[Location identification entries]
-------

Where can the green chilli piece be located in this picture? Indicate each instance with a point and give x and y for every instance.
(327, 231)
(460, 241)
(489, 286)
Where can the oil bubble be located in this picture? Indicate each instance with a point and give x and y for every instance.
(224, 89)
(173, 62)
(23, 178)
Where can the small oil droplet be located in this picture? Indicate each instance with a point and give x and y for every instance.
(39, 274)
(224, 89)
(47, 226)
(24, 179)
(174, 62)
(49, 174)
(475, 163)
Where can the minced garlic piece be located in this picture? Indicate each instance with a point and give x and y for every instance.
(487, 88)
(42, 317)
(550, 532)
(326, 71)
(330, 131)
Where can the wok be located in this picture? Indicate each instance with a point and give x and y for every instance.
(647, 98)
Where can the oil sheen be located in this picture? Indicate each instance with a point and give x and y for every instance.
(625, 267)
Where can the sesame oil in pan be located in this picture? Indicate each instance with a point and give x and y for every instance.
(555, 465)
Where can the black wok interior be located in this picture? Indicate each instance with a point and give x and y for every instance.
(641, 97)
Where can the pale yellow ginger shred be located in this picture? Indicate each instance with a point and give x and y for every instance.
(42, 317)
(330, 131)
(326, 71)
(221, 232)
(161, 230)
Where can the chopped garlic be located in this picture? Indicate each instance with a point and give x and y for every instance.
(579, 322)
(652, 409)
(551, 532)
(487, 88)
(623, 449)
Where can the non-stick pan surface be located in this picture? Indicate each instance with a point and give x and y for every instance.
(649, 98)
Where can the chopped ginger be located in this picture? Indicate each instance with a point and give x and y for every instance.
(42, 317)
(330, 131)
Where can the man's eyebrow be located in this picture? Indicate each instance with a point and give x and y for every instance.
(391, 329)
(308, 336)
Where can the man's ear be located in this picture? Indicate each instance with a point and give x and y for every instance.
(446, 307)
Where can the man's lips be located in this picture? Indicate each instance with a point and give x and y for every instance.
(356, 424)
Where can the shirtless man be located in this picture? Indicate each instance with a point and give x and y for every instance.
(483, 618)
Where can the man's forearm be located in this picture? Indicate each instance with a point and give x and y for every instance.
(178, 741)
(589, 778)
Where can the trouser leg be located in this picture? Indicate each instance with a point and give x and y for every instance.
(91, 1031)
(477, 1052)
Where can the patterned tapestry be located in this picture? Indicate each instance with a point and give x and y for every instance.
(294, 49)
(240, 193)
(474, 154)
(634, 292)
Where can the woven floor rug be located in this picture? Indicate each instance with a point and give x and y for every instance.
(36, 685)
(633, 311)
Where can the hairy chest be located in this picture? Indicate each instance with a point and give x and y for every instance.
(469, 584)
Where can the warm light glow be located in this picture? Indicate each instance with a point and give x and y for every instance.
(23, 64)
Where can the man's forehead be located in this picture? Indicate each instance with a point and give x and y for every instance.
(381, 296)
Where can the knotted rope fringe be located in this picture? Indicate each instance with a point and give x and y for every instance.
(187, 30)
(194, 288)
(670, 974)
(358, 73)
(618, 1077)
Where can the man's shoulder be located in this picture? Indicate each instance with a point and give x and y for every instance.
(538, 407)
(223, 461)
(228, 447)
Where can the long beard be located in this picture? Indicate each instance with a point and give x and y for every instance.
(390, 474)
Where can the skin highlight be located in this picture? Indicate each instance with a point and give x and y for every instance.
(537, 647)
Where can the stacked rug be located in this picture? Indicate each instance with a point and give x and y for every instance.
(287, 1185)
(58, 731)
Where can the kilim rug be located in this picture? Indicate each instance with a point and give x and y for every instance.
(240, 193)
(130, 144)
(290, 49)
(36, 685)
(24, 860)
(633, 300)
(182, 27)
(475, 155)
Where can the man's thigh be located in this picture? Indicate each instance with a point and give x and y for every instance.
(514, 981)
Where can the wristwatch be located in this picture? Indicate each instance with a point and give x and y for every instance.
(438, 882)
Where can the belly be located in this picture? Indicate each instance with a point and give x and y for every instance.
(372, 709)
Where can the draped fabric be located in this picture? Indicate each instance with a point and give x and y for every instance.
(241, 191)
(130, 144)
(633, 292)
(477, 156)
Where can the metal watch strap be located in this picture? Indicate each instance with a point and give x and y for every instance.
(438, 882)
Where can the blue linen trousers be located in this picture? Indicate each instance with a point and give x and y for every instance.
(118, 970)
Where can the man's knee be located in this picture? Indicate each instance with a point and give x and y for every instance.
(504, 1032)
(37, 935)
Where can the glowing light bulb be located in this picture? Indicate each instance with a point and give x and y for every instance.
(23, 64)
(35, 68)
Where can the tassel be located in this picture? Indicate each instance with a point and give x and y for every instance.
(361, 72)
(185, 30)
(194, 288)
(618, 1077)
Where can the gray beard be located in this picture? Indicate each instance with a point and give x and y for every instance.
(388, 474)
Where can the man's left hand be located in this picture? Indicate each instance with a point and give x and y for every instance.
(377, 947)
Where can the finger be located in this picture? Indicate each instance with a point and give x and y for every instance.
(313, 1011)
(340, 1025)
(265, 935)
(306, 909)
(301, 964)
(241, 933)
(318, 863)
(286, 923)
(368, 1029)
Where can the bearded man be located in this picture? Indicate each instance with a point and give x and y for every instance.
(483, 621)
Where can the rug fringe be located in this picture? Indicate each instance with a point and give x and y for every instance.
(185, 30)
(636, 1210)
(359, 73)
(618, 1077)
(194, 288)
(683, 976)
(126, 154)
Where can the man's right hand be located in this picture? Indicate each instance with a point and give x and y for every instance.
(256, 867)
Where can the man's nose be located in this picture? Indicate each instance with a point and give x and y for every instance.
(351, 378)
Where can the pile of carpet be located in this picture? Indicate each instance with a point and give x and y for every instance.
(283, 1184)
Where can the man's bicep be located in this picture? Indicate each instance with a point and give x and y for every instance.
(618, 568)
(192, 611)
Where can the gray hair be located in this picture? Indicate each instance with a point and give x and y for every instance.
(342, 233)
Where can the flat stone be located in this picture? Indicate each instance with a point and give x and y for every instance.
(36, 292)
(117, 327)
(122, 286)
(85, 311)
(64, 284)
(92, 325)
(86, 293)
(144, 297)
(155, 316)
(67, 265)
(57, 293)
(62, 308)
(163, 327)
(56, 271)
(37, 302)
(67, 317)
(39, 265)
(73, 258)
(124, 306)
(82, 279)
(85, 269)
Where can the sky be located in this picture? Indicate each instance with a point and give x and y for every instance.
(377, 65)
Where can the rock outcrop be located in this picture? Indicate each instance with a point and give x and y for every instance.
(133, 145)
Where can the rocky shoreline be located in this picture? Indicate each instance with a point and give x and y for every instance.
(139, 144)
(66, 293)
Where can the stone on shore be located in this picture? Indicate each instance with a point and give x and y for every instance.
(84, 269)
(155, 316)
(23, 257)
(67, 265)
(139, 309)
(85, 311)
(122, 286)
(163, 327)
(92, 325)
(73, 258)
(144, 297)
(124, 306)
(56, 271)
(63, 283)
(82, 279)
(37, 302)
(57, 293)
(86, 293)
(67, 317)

-------

**Aim of the task**
Format the lines above as a numbered list, starting with the line containing "Where can the flat" and continuing through the last line, with any blank lines left out.

**Solution to this task**
1. Where can the flat stone be located in this picture? Indicate each instance with a point and give x and y for every instance.
2. (36, 292)
3. (117, 327)
4. (122, 286)
5. (85, 311)
6. (64, 284)
7. (92, 325)
8. (86, 293)
9. (144, 297)
10. (155, 316)
11. (67, 265)
12. (57, 293)
13. (62, 308)
14. (163, 327)
15. (56, 271)
16. (37, 302)
17. (67, 317)
18. (39, 265)
19. (73, 258)
20. (124, 306)
21. (82, 279)
22. (85, 269)
23. Where can the sky be located in this picture? Indicate each instance with a point and give x and y for every instance.
24. (377, 65)
25. Where can the rock outcrop be located in this picture? Indicate each instance with a point and give x and y for every instance.
26. (133, 145)
27. Where can the rocky shoreline be located in this picture? Indicate each instance with a point and give x and y for every instance.
28. (139, 144)
29. (66, 293)
30. Where can the stone on shore be located in this picture? Indicate each instance with a point and give x and y for every instance.
31. (84, 269)
32. (155, 316)
33. (23, 257)
34. (67, 265)
35. (139, 309)
36. (85, 311)
37. (122, 286)
38. (163, 327)
39. (92, 325)
40. (73, 258)
41. (144, 297)
42. (124, 306)
43. (56, 271)
44. (63, 283)
45. (82, 279)
46. (37, 302)
47. (57, 293)
48. (86, 293)
49. (67, 317)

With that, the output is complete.